_Quoted passage_
......

To solve the first subtask, let dp[a][b] be either 0 or 1, representing if we can reach node a with a path of exactly b in length. Use BFS to calculate all the states, then answer queries in constant time. Time complexity: \mathcal{O}(Nc_i+Q).

Let k be the length of any edge attached to node 1. If we can reach node a with a path of length exactly b, we can also reach node a with paths of lengths (b+2k), (b+4k), (b+2nk).

Thus, let dp[a][b] be the minimum distance required to reach node a such that dp[a][b] \mathop{\%} 2k = b. This can be computed using Dijkstra. Then for each query (q_i, c_i), check if dp[q_i][c_i \mathop{\%} 2k] \leq c_i. If the statement is false then it is obviously not possible. If it is true then c_i can be written as dp[q_i][c_i \mathop{\%} 2k] + 2nk, so it is possible. Time complexity: \mathcal O((Nl_i)\log(Nl_i)+Q).


Comments


  • 2
    relx  commented on Jan. 19, 2024, 2:27 a.m. edited

    I don't understand why the edge (k) has to be directly attached to 1


    • 4
      thomas_li  commented on Jan. 19, 2024, 5:05 p.m.

      because otherwise you'll have to traverse some other edges to reach the edge k, where as if it's attached to 1, you can add 2k freely.


      • 4
        relx  commented on Jan. 20, 2024, 9:09 p.m.

        thx but what if the edge you have to traverse twice is not directly connected to node 1 how would that work?

......

_Entries supplied_

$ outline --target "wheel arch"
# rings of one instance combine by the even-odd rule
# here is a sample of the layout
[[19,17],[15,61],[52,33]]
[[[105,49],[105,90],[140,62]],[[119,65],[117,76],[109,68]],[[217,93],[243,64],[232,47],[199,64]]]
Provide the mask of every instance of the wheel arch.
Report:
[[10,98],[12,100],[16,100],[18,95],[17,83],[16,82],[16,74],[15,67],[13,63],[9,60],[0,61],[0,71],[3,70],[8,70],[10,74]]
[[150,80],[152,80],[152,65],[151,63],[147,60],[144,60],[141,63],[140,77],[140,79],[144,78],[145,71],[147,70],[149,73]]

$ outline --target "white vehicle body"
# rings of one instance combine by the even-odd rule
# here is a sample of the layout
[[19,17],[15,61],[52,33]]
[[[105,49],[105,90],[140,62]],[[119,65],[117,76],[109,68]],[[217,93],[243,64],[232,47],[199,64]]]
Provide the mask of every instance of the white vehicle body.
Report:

......

Transcribe, word for word, the part of the path-length solution writeup that runs from "To solve the" up to and including "complexity: \mathcal O((Nl_i)\log(Nl_i)+Q).".

To solve the first subtask, let dp[a][b] be either 0 or 1, representing if we can reach node a with a path of exactly b in length. Use BFS to calculate all the states, then answer queries in constant time. Time complexity: \mathcal{O}(Nc_i+Q).

Let k be the length of any edge attached to node 1. If we can reach node a with a path of length exactly b, we can also reach node a with paths of lengths (b+2k), (b+4k), (b+2nk).

Thus, let dp[a][b] be the minimum distance required to reach node a such that dp[a][b] \mathop{\%} 2k = b. This can be computed using Dijkstra. Then for each query (q_i, c_i), check if dp[q_i][c_i \mathop{\%} 2k] \leq c_i. If the statement is false then it is obviously not possible. If it is true then c_i can be written as dp[q_i][c_i \mathop{\%} 2k] + 2nk, so it is possible. Time complexity: \mathcal O((Nl_i)\log(Nl_i)+Q).